--- Begin Text to read ---

While the holidays provided time for some welcomed rest and relaxation, they also afforded an opportunity for the boys to review and calibrate goals and priorities over the term ahead. More than simply change uniform from summer to winter and adjust to the organisational transition to another term, it is important in an Ignatian school where the inner impulse for the magis – that which speaks to a depthed and highly reflective approach to life, can be pursued with insight and zeal. It is a challenge that is issued to each and every boy as they return to take responsibility for their own learning to ensure that they achieve on a level fully commensurate with their God given potential and abilities, and in so doing, contribute to a culture and a community where aspiration takes primacy of place.
Three major tours were conducted over the break that saw Riverview in different hemispheres of the world. A contingent of musicians headed off to Italy where time was spent in some of the great Renaissance cities including Venice, Florence, Pisa and Rome. The high point of the Italian tour was the performance of the Riverview Choir in St Peter’s Basilica; something that will remain with the boys always. Further north in Europe, the Football Tour headed to the Basque country, Ireland and England, where games were played against other Ignatian schools, but also where the boys saw some of the world’s elite in venues such as Real Madrid. On the other side of the world, the Language Tour to China involved an intensive week attending classes in the Beijing Polytechnical School as well as visits to some of the great sights of the Far East. In the case of the latter, that the boys were asked to step out of their comfort zone was apparent when Matthew Dutalis was asked to address the 3,500 student population in his non-native Mandarin, which he did with enormous poise and proficiency. And, in each instance the tours touched base with Ignatian sites, be they the Collegio Internazionale Del Gesu or El Storta in Rome, the birthplace of Ignatian spirituality in Monserrat and La Cova in Spain, or, the destination of the first Jesuit diaspora in 16th Century China.

--- End Text to read ---
--- Begin Entries shown ---

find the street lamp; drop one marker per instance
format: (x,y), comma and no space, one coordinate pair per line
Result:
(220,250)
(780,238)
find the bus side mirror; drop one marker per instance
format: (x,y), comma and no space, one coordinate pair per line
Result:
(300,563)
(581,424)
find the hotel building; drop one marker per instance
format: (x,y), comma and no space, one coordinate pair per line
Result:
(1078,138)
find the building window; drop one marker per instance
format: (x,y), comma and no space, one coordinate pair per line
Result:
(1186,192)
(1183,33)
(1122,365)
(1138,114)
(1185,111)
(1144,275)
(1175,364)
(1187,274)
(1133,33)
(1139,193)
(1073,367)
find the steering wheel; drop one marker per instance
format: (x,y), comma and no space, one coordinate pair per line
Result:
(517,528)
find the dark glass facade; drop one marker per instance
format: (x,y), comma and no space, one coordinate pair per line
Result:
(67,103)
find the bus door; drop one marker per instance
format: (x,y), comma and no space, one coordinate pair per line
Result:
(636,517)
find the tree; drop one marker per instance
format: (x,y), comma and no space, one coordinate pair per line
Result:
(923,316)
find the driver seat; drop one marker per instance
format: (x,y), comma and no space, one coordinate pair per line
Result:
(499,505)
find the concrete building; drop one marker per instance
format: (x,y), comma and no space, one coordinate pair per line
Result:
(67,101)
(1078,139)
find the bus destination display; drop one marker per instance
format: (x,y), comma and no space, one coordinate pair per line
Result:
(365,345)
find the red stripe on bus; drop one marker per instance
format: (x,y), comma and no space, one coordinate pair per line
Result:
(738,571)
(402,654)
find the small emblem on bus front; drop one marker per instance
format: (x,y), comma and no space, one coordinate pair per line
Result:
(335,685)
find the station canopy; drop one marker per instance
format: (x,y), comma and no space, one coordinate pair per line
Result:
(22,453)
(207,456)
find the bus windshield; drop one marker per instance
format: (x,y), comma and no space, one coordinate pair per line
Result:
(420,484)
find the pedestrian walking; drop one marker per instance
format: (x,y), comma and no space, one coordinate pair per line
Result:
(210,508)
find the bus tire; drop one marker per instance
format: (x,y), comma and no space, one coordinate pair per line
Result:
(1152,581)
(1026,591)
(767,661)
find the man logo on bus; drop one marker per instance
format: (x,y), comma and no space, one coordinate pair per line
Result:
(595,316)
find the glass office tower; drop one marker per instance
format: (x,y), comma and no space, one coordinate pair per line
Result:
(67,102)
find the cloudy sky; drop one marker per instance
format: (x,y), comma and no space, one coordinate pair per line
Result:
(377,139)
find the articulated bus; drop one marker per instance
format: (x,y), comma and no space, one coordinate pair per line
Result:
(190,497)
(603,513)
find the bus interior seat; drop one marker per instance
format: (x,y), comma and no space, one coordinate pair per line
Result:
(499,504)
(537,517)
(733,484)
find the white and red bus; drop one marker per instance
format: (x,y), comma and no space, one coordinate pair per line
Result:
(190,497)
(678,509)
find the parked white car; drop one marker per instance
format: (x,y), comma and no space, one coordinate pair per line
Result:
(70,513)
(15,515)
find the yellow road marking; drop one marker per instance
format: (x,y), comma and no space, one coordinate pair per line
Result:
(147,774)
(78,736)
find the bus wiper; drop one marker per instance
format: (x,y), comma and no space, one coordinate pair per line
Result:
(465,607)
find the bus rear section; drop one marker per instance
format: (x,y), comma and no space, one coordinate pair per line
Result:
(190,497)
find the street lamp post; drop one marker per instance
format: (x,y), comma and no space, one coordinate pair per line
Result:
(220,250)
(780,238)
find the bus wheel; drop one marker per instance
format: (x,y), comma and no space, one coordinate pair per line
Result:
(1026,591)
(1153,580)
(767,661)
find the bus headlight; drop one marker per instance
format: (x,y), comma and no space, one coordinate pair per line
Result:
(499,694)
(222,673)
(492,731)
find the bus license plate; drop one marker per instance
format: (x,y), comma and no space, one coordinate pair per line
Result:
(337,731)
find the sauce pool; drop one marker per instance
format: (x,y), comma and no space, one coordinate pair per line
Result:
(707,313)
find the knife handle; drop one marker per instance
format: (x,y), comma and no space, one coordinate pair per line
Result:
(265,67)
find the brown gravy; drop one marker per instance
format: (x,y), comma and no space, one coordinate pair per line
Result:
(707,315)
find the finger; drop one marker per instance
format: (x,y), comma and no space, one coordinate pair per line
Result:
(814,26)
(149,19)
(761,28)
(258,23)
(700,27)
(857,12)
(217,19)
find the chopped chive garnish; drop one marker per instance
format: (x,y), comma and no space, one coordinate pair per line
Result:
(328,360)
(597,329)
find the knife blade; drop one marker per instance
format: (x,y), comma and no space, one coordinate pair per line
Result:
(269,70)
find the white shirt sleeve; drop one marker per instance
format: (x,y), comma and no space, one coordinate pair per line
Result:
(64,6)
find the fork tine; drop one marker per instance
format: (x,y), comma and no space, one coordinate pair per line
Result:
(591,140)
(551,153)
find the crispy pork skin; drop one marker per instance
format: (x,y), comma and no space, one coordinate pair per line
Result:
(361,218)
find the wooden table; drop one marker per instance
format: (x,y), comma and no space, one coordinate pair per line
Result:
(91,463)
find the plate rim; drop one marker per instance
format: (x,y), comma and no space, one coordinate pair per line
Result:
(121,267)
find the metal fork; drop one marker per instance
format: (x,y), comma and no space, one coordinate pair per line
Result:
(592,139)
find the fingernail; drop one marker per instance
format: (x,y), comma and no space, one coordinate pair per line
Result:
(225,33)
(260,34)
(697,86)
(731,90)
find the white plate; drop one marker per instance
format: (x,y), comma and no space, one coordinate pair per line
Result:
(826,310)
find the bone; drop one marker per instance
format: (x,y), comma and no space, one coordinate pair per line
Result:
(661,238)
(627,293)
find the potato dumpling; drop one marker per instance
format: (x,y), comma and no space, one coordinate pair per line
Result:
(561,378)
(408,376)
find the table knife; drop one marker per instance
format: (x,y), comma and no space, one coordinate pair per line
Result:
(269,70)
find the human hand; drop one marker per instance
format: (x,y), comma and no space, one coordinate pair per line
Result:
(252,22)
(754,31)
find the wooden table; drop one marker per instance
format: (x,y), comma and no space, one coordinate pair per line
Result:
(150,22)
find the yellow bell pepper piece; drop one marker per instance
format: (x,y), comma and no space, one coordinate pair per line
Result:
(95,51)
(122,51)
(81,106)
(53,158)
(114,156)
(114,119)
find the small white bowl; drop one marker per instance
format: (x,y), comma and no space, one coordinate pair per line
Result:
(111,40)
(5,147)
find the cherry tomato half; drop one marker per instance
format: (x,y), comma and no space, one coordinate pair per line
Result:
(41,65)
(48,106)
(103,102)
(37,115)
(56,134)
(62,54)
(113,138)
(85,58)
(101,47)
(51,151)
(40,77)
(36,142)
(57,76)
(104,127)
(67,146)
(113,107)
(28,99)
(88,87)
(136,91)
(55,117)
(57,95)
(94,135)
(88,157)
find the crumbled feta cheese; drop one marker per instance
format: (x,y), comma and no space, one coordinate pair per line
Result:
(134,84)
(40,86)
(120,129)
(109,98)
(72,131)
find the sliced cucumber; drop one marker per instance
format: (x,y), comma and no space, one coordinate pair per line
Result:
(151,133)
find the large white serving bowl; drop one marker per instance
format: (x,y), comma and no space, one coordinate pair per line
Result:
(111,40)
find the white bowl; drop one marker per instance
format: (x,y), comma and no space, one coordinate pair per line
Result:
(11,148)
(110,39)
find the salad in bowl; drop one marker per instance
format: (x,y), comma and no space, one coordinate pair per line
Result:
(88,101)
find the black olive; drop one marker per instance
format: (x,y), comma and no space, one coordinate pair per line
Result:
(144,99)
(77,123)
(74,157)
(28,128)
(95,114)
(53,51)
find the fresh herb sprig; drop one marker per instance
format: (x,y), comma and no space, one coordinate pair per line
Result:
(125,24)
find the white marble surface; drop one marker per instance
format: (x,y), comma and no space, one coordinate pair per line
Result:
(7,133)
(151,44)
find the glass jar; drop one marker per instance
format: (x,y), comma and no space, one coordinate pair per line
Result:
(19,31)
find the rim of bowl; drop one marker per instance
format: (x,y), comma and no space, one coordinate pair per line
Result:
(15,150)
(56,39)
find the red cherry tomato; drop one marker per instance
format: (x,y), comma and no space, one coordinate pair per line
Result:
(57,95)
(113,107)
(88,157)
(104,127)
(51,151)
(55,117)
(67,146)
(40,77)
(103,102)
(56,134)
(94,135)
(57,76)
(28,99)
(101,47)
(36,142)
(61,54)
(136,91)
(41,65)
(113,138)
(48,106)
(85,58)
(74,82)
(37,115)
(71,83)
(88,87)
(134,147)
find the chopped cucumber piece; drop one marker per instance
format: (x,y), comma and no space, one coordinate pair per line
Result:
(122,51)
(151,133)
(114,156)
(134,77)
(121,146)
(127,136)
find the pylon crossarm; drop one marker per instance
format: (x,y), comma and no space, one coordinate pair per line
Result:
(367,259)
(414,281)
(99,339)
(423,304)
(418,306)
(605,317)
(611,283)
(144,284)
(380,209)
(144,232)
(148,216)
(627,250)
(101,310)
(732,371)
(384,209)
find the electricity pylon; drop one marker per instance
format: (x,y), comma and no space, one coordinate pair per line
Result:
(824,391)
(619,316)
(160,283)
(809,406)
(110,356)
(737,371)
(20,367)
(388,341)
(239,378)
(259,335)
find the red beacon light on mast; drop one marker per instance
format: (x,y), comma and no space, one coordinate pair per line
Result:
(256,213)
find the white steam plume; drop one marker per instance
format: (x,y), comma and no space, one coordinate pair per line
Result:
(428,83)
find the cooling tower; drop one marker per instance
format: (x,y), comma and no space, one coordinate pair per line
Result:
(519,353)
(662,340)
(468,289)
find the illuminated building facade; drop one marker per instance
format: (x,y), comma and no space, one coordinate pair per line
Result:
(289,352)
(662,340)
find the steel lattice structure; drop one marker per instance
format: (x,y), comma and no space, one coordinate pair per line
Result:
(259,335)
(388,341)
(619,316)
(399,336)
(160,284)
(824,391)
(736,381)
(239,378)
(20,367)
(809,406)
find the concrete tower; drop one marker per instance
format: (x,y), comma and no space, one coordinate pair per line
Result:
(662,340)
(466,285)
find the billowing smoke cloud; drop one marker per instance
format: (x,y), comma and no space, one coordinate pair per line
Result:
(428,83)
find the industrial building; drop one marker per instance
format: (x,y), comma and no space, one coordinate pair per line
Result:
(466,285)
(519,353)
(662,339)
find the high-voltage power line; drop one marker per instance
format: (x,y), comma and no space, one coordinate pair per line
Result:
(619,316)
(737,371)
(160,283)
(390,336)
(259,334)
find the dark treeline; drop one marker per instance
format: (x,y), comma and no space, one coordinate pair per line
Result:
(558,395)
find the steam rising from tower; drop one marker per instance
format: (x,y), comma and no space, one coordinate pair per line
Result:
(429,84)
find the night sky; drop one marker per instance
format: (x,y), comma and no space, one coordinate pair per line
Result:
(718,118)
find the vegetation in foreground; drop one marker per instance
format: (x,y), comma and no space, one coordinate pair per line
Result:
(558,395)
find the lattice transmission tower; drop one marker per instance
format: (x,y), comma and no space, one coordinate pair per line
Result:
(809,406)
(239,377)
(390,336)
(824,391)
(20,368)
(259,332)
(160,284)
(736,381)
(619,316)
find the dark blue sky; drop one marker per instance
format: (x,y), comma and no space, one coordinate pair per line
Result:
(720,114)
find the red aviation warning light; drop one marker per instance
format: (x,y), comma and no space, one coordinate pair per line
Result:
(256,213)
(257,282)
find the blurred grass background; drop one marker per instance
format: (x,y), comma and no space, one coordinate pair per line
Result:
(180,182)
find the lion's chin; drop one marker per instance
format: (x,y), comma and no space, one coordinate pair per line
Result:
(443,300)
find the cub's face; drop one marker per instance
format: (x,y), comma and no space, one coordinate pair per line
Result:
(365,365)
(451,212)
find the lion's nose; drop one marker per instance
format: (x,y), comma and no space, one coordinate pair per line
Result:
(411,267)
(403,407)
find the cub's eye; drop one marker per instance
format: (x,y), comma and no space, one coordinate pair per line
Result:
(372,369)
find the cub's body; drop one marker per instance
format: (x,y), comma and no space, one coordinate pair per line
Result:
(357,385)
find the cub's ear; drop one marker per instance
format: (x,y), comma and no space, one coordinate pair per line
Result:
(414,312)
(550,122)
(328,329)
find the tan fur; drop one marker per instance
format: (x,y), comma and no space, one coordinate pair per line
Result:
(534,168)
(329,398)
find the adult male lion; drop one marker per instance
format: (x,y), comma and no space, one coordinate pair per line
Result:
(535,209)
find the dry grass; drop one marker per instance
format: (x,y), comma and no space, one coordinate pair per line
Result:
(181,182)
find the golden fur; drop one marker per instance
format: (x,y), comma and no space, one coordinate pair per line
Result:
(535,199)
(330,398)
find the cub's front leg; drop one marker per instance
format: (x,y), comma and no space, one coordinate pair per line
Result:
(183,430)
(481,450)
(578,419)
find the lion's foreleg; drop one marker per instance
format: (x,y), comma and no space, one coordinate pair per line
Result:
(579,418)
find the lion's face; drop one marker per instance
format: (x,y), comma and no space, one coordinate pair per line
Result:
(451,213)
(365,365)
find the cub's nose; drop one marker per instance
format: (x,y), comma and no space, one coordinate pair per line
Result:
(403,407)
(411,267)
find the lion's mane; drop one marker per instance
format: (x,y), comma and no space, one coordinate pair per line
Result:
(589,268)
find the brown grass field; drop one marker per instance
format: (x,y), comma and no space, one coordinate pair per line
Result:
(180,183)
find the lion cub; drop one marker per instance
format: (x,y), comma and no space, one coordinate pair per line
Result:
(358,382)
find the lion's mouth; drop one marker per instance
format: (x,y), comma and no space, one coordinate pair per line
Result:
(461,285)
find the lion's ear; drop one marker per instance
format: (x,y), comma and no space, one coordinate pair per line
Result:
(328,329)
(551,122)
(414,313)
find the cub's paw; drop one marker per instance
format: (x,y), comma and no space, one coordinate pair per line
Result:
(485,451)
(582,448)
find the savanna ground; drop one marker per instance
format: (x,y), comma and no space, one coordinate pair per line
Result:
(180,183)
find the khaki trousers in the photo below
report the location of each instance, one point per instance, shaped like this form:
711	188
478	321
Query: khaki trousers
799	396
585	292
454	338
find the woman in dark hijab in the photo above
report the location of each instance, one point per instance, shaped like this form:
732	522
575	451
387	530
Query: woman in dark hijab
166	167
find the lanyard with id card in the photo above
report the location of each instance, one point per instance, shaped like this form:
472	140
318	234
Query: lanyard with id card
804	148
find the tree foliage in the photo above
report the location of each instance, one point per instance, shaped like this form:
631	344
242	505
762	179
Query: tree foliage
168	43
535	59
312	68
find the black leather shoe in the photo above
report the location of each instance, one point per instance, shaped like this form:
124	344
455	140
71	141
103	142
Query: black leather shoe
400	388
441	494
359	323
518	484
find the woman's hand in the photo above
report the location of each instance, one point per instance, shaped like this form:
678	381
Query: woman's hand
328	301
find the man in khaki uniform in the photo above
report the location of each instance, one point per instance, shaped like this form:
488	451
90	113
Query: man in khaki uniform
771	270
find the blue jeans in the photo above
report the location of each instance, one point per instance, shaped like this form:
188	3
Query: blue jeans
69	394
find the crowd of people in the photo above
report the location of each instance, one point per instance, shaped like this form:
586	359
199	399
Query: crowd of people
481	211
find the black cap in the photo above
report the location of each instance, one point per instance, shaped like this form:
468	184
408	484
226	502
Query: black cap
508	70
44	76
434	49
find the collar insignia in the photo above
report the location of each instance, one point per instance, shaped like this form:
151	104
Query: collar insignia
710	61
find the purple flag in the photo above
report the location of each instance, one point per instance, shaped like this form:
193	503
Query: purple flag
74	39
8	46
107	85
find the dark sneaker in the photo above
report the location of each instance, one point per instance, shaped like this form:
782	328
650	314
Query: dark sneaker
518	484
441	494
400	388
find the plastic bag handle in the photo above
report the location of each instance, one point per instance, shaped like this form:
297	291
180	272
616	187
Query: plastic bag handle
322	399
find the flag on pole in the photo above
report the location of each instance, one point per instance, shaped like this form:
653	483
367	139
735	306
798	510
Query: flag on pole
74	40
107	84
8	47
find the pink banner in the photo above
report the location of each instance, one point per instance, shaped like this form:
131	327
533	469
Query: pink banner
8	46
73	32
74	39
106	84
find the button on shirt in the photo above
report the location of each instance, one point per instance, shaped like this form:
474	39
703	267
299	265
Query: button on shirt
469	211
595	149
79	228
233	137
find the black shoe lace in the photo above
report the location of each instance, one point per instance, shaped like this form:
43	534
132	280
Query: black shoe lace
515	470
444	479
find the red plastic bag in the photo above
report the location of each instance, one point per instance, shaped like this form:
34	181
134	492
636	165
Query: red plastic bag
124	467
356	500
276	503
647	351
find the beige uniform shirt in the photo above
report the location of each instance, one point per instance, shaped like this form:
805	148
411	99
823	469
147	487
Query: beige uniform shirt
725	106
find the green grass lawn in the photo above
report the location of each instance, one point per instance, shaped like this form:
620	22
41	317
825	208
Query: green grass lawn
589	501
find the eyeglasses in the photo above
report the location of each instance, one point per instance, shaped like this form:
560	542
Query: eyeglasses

--- End Entries shown ---

§ **Tasks to carry out**
1. Answer these questions from the Riverview passage, one per line:
(a) From which uniform to which does the passage say the boys change for the new term?
(b) Where did the Riverview Choir perform?
(c) At which school did the Language Tour attend classes?
2. Locate every line of the listing that contains the string "hijab", matching case, and copy each of those lines.
The listing is unrelated to the Riverview passage.

§ **Written answers**
1.
(a) From summer to winter.
(b) In St Peter's Basilica.
(c) At the Beijing Polytechnical School.

2.
find the woman in dark hijab in the photo above
Query: woman in dark hijab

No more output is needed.